Write out exactly the first lines of the listing, ending on the line that contains "notation: point(21, 85).".

[Opening SOURCE MATERIAL section]

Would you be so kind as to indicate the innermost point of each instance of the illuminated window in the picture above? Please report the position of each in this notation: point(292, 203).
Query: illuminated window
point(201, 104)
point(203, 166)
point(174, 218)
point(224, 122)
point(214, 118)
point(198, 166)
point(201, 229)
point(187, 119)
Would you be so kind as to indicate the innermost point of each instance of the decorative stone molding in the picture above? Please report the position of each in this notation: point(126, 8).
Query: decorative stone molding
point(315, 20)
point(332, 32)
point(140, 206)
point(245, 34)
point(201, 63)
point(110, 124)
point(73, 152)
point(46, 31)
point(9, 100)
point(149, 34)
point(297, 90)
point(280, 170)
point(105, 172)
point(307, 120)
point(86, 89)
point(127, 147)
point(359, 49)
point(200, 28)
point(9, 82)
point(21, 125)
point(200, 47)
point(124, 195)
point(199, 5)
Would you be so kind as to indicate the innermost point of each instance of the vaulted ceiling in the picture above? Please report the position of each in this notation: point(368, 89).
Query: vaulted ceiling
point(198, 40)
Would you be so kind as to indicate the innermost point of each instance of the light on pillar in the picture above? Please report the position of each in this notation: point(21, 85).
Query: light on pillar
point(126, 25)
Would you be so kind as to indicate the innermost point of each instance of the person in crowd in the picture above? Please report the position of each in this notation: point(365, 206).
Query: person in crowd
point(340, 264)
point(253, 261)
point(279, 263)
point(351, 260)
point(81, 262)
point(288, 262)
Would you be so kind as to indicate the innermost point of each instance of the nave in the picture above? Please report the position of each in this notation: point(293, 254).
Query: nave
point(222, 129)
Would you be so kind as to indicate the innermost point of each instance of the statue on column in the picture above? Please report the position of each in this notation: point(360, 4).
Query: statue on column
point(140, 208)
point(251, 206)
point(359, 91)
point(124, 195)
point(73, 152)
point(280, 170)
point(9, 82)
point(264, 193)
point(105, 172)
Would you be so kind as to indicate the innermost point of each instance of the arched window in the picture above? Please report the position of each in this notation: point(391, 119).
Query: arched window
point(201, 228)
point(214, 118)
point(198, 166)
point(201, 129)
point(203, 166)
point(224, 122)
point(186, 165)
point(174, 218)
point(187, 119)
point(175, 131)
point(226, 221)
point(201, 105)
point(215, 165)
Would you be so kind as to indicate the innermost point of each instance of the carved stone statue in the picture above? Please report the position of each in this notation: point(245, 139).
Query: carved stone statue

[Closing SOURCE MATERIAL section]

SOLUTION BELOW –
Would you be so kind as to indicate the innermost point of each instance of the illuminated window in the picture above? Please report the position of each in this notation: point(292, 203).
Query: illuminated window
point(201, 104)
point(203, 166)
point(174, 218)
point(224, 122)
point(214, 118)
point(198, 166)
point(201, 229)
point(187, 119)
Would you be so kind as to indicate the innermost point of each instance of the decorative stone molding in the picture above? Please report the position of each in this notation: point(126, 8).
Query: decorative stone molding
point(315, 20)
point(332, 32)
point(140, 206)
point(245, 34)
point(201, 63)
point(110, 124)
point(73, 152)
point(46, 31)
point(9, 100)
point(149, 34)
point(297, 90)
point(280, 170)
point(105, 172)
point(307, 120)
point(86, 89)
point(127, 147)
point(359, 49)
point(200, 28)
point(9, 82)
point(21, 125)
point(200, 47)
point(124, 195)
point(199, 5)
Would you be so kind as to indicate the innermost point of each instance of the vaulted ceiling in the picture above? Please report the position of each in this notation: point(368, 89).
Query: vaulted ceiling
point(198, 40)
Would you be so kind as to indicate the innermost point of each instance of the light on pillar in the picture above? Please report the position of each in this notation: point(21, 85).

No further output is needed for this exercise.